• Fuente
-----

Allá por el año 1976, el politólogo Giovanni Sartori se dio a la tarea de tipificar los sistemas de partidos. El sistema mexicano es usado como ejemplo de un tipo ideal dentro de los sistemas no competitivos. El italiano denominó al nuestro como un sistema de partido hegemónico.
Era descrito como un sistema donde existía la competencia, mas no la competitividad. Esto es que a pesar de existir varios partidos que presentaban sus respectivos candidatos, o sea que existía una competencia por el voto ciudadano, ya era sabido que el Partido Revolucionario Institucional (PRI) arrasaría en las elecciones, pues no existían condiciones para que los demás fueran competitivos. La oposición no tenía posibilidad alguna de ganar por la forma en que se estructuraba la competencia.
A partir de la reforma político-electoral de 1977, la estructura comienza a cambiar. Y si bien hubo múltiples demandas que no fueron acatadas, se permitió por primera vez en cuatro décadas el registro de nuevos partidos. Posteriormente vinieron otros cambios en las condiciones político-electorales del país, con la reforma de 1996 como un parteaguas. Se dotaba de plena autonomía al Instituto Federal Electoral (IFE) y se garantizaba financiamiento público para aquellos partidos que conservaran el registro.
Sería un error atribuir la alternancia en el año 2000 exclusivamente a la reforma de 1996, pues un gran número de factores sociopolíticos contribuyeron a la caída del régimen priista en las urnas. No obstante, las consecuencias de esa reforma sí permitieron en buena parte que el triunfo de Vicente Fox se oficializara. La comentocracia aprobaba: México se había convertido en un país democrático de la noche a la mañana.

-----

• Datos proporcionados
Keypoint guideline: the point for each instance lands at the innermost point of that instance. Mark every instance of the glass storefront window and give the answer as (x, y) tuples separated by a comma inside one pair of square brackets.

-----

• Qué hacer
1. Según el texto sobre el sistema de partidos en México, ¿cómo denominó Giovanni Sartori al sistema mexicano?
2. Reescribe el pasaje del texto sobre el sistema de partidos en México que va entre "A partir de" y "conservaran el registro.", ambos incluidos, y cambia "cuatro décadas" por "cuarenta años".
El listado constituye un material independiente del texto.

• Respuestas
1. Como un sistema de partido hegemónico.

2.
A partir de la reforma político-electoral de 1977, la estructura comienza a cambiar. Y si bien hubo múltiples demandas que no fueron acatadas, se permitió por primera vez en cuarenta años el registro de nuevos partidos. Posteriormente vinieron otros cambios en las condiciones político-electorales del país, con la reforma de 1996 como un parteaguas. Se dotaba de plena autonomía al Instituto Federal Electoral (IFE) y se garantizaba financiamiento público para aquellos partidos que conservaran el registro.